══ Excerpted data

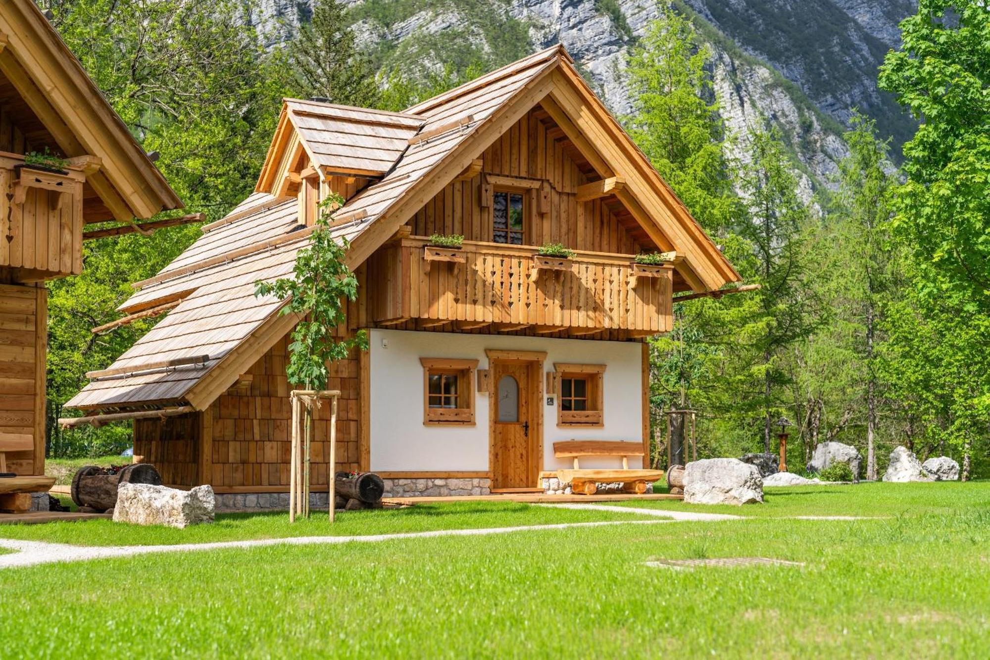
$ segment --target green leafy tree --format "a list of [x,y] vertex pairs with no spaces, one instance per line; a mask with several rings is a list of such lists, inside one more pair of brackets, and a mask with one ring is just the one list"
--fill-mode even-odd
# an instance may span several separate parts
[[[724,244],[736,244],[731,227],[741,206],[728,173],[719,107],[706,100],[714,98],[705,68],[710,57],[691,23],[664,7],[630,55],[627,70],[635,112],[623,121],[705,229]],[[672,332],[650,340],[655,424],[661,421],[662,409],[712,402],[727,348],[725,324],[735,306],[701,300],[677,304]]]
[[311,19],[300,25],[284,55],[301,95],[343,105],[375,105],[378,88],[374,72],[354,47],[344,4],[317,0]]
[[795,351],[792,382],[795,407],[804,411],[799,426],[806,452],[820,434],[832,440],[865,424],[866,478],[874,480],[880,408],[890,405],[877,374],[876,348],[884,308],[899,285],[888,235],[897,179],[872,120],[853,115],[844,139],[849,155],[840,164],[828,213],[809,233],[813,248],[806,260],[810,281],[830,313]]
[[901,31],[880,86],[922,123],[893,202],[913,290],[893,308],[885,367],[968,479],[990,420],[990,7],[921,0]]
[[288,299],[281,314],[302,319],[292,331],[285,374],[289,383],[306,389],[326,389],[330,363],[344,360],[354,347],[367,349],[363,330],[351,337],[337,337],[346,320],[344,299],[357,299],[357,278],[346,261],[346,239],[338,243],[330,231],[331,213],[343,204],[344,198],[337,194],[324,200],[309,246],[296,254],[292,277],[254,284],[255,295]]

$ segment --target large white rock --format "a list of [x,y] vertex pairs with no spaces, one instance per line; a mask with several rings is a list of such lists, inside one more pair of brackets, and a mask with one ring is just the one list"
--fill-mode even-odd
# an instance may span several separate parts
[[769,486],[816,486],[824,483],[821,479],[805,479],[793,472],[778,472],[763,478],[763,488]]
[[177,491],[150,484],[121,484],[117,489],[114,522],[181,529],[200,522],[213,522],[214,507],[213,489],[209,486]]
[[815,448],[807,469],[808,472],[822,472],[834,463],[845,463],[852,470],[852,480],[858,482],[863,457],[855,447],[841,442],[821,442]]
[[932,477],[925,474],[922,464],[907,447],[895,447],[890,453],[890,465],[883,473],[885,482],[931,482]]
[[705,459],[684,467],[684,501],[693,504],[748,504],[763,501],[756,466],[739,459]]
[[954,482],[959,479],[959,464],[947,456],[925,461],[922,463],[922,471],[937,482]]

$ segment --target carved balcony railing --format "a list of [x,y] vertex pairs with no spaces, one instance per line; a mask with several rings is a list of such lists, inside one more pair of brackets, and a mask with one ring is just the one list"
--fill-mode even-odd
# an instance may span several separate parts
[[624,330],[626,337],[670,330],[671,264],[643,266],[633,255],[590,252],[553,259],[533,247],[495,243],[465,241],[459,250],[428,244],[398,239],[369,260],[371,323],[533,326],[570,335]]
[[85,174],[49,171],[0,153],[0,268],[18,280],[82,272],[82,197]]

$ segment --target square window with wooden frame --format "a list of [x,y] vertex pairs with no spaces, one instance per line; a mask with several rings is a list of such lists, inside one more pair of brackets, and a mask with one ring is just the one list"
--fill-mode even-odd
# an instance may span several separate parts
[[526,193],[496,190],[492,193],[492,241],[507,245],[526,243]]
[[423,423],[473,425],[473,384],[478,361],[420,358],[420,364],[423,365]]
[[605,365],[555,363],[557,426],[603,426]]

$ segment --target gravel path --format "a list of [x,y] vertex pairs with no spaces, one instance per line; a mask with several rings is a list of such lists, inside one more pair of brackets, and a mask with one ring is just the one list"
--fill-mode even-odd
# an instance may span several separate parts
[[[123,545],[123,546],[79,546],[43,541],[18,541],[0,538],[0,547],[14,550],[13,554],[0,555],[0,569],[20,566],[36,566],[56,562],[80,562],[110,557],[130,557],[152,552],[195,552],[200,550],[222,550],[226,548],[256,548],[270,545],[336,545],[340,543],[377,543],[408,538],[437,538],[441,536],[486,536],[519,531],[539,531],[544,529],[571,529],[578,527],[603,527],[609,525],[657,524],[663,522],[692,521],[712,522],[716,520],[751,520],[753,518],[729,513],[699,513],[697,511],[674,511],[659,508],[634,508],[632,506],[610,506],[608,504],[538,504],[555,508],[592,509],[618,513],[639,513],[657,520],[604,520],[598,522],[563,522],[546,525],[520,525],[516,527],[493,527],[485,529],[438,529],[425,532],[405,532],[400,534],[369,534],[367,536],[296,536],[288,538],[266,538],[246,541],[221,541],[217,543],[183,543],[177,545]],[[869,520],[869,517],[852,515],[797,515],[789,516],[798,520]]]
[[[620,509],[623,510],[623,509]],[[624,513],[634,513],[626,511]],[[487,529],[438,529],[426,532],[406,532],[401,534],[369,534],[367,536],[295,536],[288,538],[265,538],[247,541],[222,541],[218,543],[183,543],[178,545],[126,545],[126,546],[79,546],[64,543],[45,543],[42,541],[18,541],[0,539],[0,547],[15,550],[13,554],[0,555],[0,569],[19,566],[36,566],[55,562],[79,562],[108,557],[130,557],[151,552],[193,552],[198,550],[222,550],[226,548],[256,548],[269,545],[336,545],[340,543],[377,543],[407,538],[435,538],[440,536],[486,536],[507,534],[518,531],[544,529],[569,529],[574,527],[603,527],[608,525],[657,524],[672,522],[666,520],[605,520],[599,522],[563,522],[547,525],[520,525],[516,527],[494,527]]]
[[640,513],[641,515],[653,515],[658,518],[668,520],[690,520],[693,522],[711,522],[714,520],[745,520],[747,516],[732,515],[730,513],[698,513],[697,511],[673,511],[663,508],[635,508],[633,506],[615,506],[609,504],[540,504],[540,506],[553,506],[555,508],[591,508],[596,511],[618,511],[627,513]]

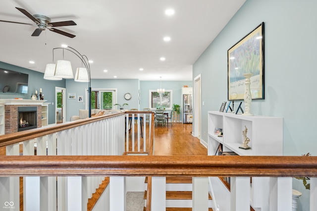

════

Can you print, unchanged and with nothing else, every line from the one containing "segment --target square" through the one containing "[[605,365],[555,363],[557,426],[603,426]]", both of those included?

## Complete answer
$ segment --target square window with wooden frame --format "a list of [x,y] vertex pairs with no spaces, one instance per line; a mask with several rings is a list of such lists, inside one more pair of brackets, and a mask with one ring is just the one list"
--fill-mode even-odd
# an instance may span several separate parts
[[526,193],[496,190],[492,193],[492,241],[507,245],[526,243]]
[[423,423],[473,425],[473,384],[478,361],[420,358],[420,364],[423,365]]
[[605,365],[555,363],[557,426],[603,426]]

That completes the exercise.